§ Records for the task:

• • • •

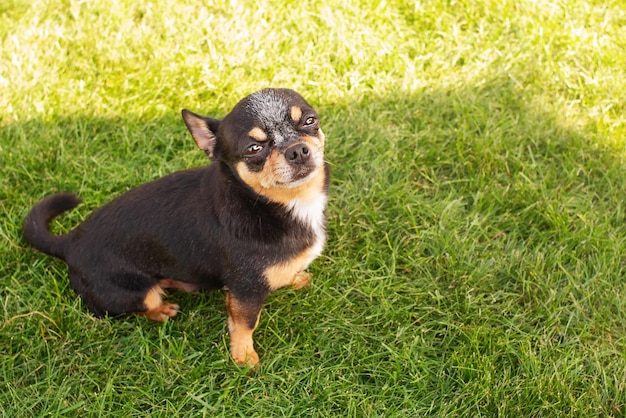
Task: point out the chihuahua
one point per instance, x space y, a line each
249 223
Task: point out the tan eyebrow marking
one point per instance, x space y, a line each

• • • •

§ Objective: Reproduce the lines of all the records with every "instance" swapped for "occurrence" and everything else left intact. Omit the pictures from your answer.

§ Written reply:
Task: point out the chihuahua
one point per occurrence, x space y, a line each
249 223
Task: point out the tan eyebrow marking
one point per occurrence, x space y, a line each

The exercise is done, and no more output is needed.